:: What to work on ::
Reply only with how many lines below contain "white".

:: Entries supplied ::

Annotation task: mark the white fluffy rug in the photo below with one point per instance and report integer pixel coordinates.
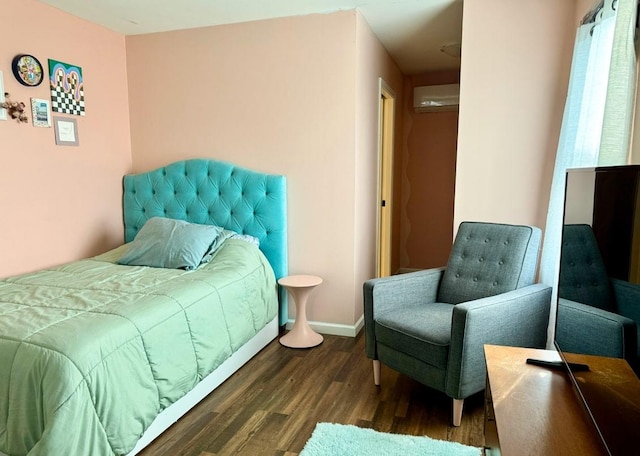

--

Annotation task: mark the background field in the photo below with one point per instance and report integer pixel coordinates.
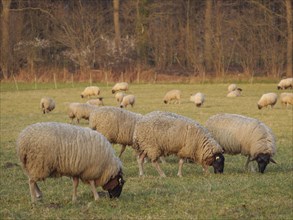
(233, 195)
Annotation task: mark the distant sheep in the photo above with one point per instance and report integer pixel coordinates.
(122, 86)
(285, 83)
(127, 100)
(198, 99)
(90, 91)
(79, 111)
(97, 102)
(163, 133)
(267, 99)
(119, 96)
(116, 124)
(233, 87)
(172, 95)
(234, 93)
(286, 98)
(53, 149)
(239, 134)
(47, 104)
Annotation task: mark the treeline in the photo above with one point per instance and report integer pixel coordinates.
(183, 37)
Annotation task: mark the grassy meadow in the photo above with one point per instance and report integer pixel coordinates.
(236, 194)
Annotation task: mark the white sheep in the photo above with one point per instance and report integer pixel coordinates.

:: Output of the task ::
2